Given problem.
Could you update the lines starting with the line that contains "Would you be able to point out the utility" and going on through the last line, swapping "point out" for "locate" and leaving everything else unchanged?

Supplied data.

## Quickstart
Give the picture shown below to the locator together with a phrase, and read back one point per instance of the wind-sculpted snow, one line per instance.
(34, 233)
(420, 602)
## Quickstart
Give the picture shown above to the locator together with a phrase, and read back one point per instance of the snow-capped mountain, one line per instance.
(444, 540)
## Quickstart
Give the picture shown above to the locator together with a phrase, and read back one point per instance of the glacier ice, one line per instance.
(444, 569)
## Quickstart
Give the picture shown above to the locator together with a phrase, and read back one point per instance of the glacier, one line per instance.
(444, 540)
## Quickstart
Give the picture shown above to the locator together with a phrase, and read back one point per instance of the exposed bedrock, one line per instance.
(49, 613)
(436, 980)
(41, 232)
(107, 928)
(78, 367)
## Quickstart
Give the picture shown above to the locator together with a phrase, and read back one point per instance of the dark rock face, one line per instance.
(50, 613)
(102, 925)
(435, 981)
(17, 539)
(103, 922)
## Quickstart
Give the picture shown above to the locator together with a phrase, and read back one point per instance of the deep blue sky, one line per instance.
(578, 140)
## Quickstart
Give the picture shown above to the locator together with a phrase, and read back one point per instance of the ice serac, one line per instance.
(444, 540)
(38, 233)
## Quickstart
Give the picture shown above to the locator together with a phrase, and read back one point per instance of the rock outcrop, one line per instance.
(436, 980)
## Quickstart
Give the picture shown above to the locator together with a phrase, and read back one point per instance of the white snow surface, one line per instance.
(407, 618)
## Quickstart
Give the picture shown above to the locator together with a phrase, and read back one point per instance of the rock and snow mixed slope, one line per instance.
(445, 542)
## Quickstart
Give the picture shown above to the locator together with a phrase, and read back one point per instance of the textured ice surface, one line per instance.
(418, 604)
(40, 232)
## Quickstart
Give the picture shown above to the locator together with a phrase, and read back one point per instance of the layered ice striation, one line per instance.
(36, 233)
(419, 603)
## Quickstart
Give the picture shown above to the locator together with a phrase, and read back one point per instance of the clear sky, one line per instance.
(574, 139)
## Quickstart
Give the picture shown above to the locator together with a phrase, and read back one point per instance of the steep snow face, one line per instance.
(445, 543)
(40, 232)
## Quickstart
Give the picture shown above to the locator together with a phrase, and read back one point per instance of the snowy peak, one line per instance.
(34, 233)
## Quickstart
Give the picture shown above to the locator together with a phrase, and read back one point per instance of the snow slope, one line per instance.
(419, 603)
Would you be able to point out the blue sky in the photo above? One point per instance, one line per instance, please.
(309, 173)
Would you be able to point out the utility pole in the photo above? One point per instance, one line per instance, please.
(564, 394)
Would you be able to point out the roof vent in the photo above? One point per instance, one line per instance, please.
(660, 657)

The solution.
Would you be able to locate the utility pole in the photo above? One point per instance, one line per instance, please.
(564, 394)
Would you be able to locate the roof vent in the photo above? One point per instance, one line per instance, please.
(660, 657)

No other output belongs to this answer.